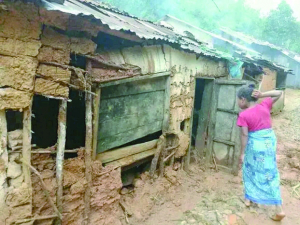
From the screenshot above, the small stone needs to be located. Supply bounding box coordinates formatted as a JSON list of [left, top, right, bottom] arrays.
[[41, 169, 54, 179], [7, 161, 22, 179], [187, 218, 196, 224], [173, 200, 181, 207], [228, 214, 237, 225], [223, 210, 233, 215], [133, 179, 144, 188], [10, 175, 24, 188], [180, 221, 187, 225], [120, 188, 129, 195]]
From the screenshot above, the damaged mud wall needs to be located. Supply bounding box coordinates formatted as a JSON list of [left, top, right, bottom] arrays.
[[98, 45, 228, 160], [30, 151, 123, 225], [0, 2, 41, 223], [0, 1, 104, 224]]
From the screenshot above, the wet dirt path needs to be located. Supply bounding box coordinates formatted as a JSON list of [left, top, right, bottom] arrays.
[[132, 89, 300, 225]]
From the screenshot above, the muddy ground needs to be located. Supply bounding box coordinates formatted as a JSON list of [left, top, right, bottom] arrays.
[[122, 89, 300, 225]]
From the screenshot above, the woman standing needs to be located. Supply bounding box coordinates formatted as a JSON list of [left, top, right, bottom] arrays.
[[236, 84, 285, 221]]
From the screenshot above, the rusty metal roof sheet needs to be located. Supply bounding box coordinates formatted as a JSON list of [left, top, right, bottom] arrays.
[[41, 0, 235, 60], [40, 0, 291, 71]]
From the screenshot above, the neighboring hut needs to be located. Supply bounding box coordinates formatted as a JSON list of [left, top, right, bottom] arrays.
[[159, 15, 291, 114], [0, 0, 291, 224], [219, 28, 300, 89]]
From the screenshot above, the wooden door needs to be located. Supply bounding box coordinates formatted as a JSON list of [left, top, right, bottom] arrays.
[[206, 79, 249, 175]]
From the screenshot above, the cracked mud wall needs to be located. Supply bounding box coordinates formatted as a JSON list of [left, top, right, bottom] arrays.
[[0, 2, 42, 222]]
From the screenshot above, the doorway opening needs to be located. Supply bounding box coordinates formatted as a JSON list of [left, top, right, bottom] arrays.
[[191, 78, 214, 161]]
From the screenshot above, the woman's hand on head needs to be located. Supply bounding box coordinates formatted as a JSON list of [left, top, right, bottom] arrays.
[[251, 90, 262, 99]]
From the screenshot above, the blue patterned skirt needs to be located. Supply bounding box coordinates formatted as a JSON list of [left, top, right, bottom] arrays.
[[243, 129, 282, 205]]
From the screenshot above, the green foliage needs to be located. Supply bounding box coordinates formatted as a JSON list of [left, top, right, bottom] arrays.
[[100, 0, 300, 53]]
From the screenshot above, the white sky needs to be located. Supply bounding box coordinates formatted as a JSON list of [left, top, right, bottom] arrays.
[[245, 0, 300, 18]]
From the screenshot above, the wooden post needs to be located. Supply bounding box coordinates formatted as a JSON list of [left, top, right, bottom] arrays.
[[55, 100, 67, 225], [92, 87, 101, 160], [149, 135, 165, 178], [205, 81, 218, 166], [162, 76, 171, 133], [23, 105, 32, 212], [0, 110, 8, 224], [83, 60, 93, 225]]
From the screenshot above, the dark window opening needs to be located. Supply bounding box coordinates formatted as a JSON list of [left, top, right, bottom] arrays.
[[6, 110, 23, 132], [191, 79, 206, 146], [180, 120, 185, 131], [70, 54, 87, 70], [32, 95, 59, 148], [66, 90, 86, 149], [276, 71, 287, 89], [93, 31, 139, 52]]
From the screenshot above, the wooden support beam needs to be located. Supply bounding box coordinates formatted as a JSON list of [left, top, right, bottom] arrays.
[[149, 135, 165, 178], [106, 149, 156, 168], [97, 140, 158, 164], [22, 105, 32, 213], [83, 60, 93, 225], [0, 110, 8, 224], [92, 88, 101, 160], [55, 100, 67, 225], [162, 76, 171, 133]]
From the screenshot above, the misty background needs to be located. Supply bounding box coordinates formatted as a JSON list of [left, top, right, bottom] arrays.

TASK ITEM> Please set the records down again exactly as written. The pictures should not be included.

SOLUTION FOR THIS EXERCISE>
From the screenshot above, the small stone needs to be located. Supply bounding box coordinates formatted as a JSON list of [left, top, right, bottom] arrays.
[[41, 169, 54, 179], [7, 161, 22, 179], [187, 218, 196, 224], [173, 200, 181, 207], [228, 214, 237, 225], [223, 210, 233, 215], [133, 179, 144, 188], [10, 175, 24, 188], [180, 221, 187, 225], [120, 188, 129, 195]]
From the screenshot above, the damaged mud wall needs to be located. Supply bounding box coordinates formatted as a JSON list of [left, top, right, bottom] arrays.
[[98, 45, 228, 160], [30, 151, 123, 225], [0, 2, 41, 223], [0, 1, 104, 224]]
From the screenshot above, the wet dirt path needs to be located. Supply bounding box coordinates formatted as a JSON list of [left, top, right, bottom] arrays.
[[132, 89, 300, 225]]
From the screenshot above, the muddy ground needs to be located. Supply bounding box coordinates formatted as a JSON list of [left, top, right, bottom] arrays.
[[122, 89, 300, 225]]
From the screenshot above, the woman standing needs to be located. Supply bounding box coordinates formatted as a JSON list of [left, top, right, bottom] arrays.
[[236, 84, 285, 221]]
From the screenshot above, the rusty metal roof sheet needs to be located. Supply bounding box coordinates formatted as a JSON list of [left, top, right, bottom] arrays.
[[41, 0, 235, 60], [40, 0, 291, 71]]
From the screenshot above, the neighboring hut needs to be located. Supply bounding box coordinates formatted as a JSON list of [left, top, right, bottom] arrays.
[[159, 15, 291, 114], [0, 0, 291, 224], [219, 28, 300, 89]]
From the screenshot above, the wooden door needs to be located. Supply bounding box coordinates formatted as a JSON list of [left, top, right, bottom] arrays.
[[206, 79, 249, 175]]
From the screenshot above, the cracked mud wall needs to be located. Supply bounding box coordinates formatted as a JSON list of [left, top, right, bottom] arrays.
[[0, 2, 42, 222]]
From the screenshot above, the doorway opening needs to be located. Supply bounding box coordinates formatted as a JSON list of [left, top, right, bottom] arrays.
[[191, 78, 214, 161]]
From the screenshot above, the woman's hand on head needs to be located. Supply bounding box coordinates formatted as a JSON list of [left, top, right, bottom] arrays.
[[251, 90, 262, 99]]
From the screenshot above, the blue patterned skirt needs to be located. Supply bounding box coordinates formatted as a JSON list of [left, top, right, bottom] arrays.
[[243, 129, 282, 205]]
From the screenshot above, the green foliage needs to be located. Supply bounding box coordinates formatted as a JSON list of [left, top, right, bottom] arrays.
[[100, 0, 300, 53]]
From the screenshot above, the white sky needs to be located. Supply bounding box coordinates formatted as a JSON list of [left, top, right, bottom] arrays.
[[245, 0, 300, 18]]
From the screenshot above, the wooden post needs to be located. Supply bounding box coordinates formatted as a JSON list of [left, top, right, bottom] arrays.
[[55, 100, 67, 225], [92, 87, 101, 160], [149, 135, 165, 178], [205, 81, 218, 166], [162, 76, 171, 133], [23, 105, 32, 212], [0, 110, 8, 224], [83, 60, 93, 225]]
From the screenshot above, the dark window opening needs to be located. Supply bounding box coordinates formatted as a JSON list of [left, top, right, bottom] arrays.
[[6, 110, 23, 132], [191, 79, 206, 146], [180, 120, 185, 131], [70, 54, 87, 70], [32, 95, 59, 148], [66, 90, 86, 149], [276, 71, 287, 89], [93, 31, 139, 52]]
From the screenshot above, the wooden support beam needs to be located. Supply bounding box coordinates formatted as a JSON list of [left, top, right, bottom] arrays.
[[149, 135, 165, 178], [106, 149, 156, 168], [97, 140, 158, 164], [22, 105, 32, 213], [83, 60, 93, 225], [0, 110, 8, 224], [92, 88, 101, 160], [55, 100, 67, 225], [162, 76, 171, 133]]
From the screenshot above, the misty background needs to be located. Supply bounding box coordinates formatted as a JSON list of [left, top, right, bottom] arrays.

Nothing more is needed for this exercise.